### Required work
A word-for-word restatement of every record is required.

——————————

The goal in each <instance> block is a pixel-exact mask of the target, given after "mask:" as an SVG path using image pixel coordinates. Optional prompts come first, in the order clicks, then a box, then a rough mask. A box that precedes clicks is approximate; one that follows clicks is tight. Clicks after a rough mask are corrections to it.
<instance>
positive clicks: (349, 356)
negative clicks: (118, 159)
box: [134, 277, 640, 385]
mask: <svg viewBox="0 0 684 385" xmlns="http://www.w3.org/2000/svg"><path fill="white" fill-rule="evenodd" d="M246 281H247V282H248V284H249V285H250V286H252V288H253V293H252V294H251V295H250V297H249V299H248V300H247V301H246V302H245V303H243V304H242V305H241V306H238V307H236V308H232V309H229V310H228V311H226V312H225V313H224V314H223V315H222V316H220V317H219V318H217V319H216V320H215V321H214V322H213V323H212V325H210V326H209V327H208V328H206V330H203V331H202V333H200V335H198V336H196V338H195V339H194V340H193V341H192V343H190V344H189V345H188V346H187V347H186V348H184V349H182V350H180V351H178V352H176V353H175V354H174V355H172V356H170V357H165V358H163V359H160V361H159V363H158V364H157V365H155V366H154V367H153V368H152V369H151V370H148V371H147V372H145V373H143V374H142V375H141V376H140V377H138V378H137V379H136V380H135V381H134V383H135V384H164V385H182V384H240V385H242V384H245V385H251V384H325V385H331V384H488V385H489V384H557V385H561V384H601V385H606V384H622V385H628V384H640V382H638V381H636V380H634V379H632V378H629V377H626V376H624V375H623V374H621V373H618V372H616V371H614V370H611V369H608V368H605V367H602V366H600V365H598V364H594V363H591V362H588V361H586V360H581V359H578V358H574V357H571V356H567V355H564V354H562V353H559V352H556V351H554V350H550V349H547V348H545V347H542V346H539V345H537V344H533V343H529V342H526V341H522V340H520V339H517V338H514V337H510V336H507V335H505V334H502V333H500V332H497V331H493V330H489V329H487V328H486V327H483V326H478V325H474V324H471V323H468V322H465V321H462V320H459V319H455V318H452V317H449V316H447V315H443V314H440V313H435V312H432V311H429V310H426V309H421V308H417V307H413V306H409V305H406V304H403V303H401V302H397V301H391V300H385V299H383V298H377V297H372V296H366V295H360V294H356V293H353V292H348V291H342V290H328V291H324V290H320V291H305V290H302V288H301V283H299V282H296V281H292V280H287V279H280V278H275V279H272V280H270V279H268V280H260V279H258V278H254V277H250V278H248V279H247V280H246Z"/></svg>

——————————

### Task result
The goal in each <instance> block is a pixel-exact mask of the target, given after "mask:" as an SVG path using image pixel coordinates. Optional prompts come first, in the order clicks, then a box, then a rough mask. A box that precedes clicks is approximate; one that follows clicks is tight. Clicks after a rough mask are corrections to it.
<instance>
positive clicks: (349, 356)
negative clicks: (118, 159)
box: [134, 277, 640, 385]
mask: <svg viewBox="0 0 684 385" xmlns="http://www.w3.org/2000/svg"><path fill="white" fill-rule="evenodd" d="M246 281H247V282H248V284H249V285H250V286H252V288H253V293H252V294H251V295H250V297H249V299H248V300H247V301H246V302H245V303H243V304H242V305H241V306H238V307H236V308H232V309H229V310H228V311H226V312H225V313H224V314H223V315H222V316H220V317H219V318H217V319H216V320H215V321H214V322H213V323H212V325H210V326H209V327H208V328H206V330H203V331H202V333H200V335H198V336H196V338H195V339H194V340H193V341H192V343H190V344H189V345H188V346H187V347H186V348H184V349H182V350H180V351H178V352H176V353H175V354H174V355H172V356H170V357H165V358H163V359H160V361H159V363H158V364H157V365H155V366H154V367H153V368H152V369H151V370H148V371H147V372H145V373H143V374H142V375H141V376H140V377H138V378H137V379H136V380H135V381H134V383H135V384H164V385H182V384H240V385H242V384H245V385H251V384H325V385H331V384H488V385H489V384H557V385H561V384H601V385H606V384H622V385H628V384H640V382H638V381H636V380H634V379H632V378H629V377H626V376H624V375H623V374H621V373H618V372H616V371H614V370H611V369H608V368H605V367H602V366H600V365H598V364H594V363H591V362H588V361H586V360H581V359H578V358H574V357H571V356H567V355H564V354H562V353H559V352H556V351H554V350H550V349H547V348H545V347H542V346H539V345H537V344H533V343H529V342H526V341H522V340H520V339H517V338H514V337H510V336H507V335H505V334H502V333H500V332H497V331H493V330H489V329H487V328H486V327H483V326H478V325H474V324H471V323H468V322H465V321H462V320H459V319H455V318H452V317H449V316H447V315H443V314H440V313H435V312H432V311H429V310H426V309H421V308H417V307H413V306H409V305H406V304H403V303H401V302H397V301H391V300H385V299H383V298H377V297H372V296H366V295H360V294H356V293H353V292H348V291H342V290H328V291H324V290H320V291H305V290H302V288H301V283H299V282H296V281H292V280H287V279H280V278H275V279H272V280H270V279H268V280H260V279H258V278H254V277H250V278H248V279H247V280H246Z"/></svg>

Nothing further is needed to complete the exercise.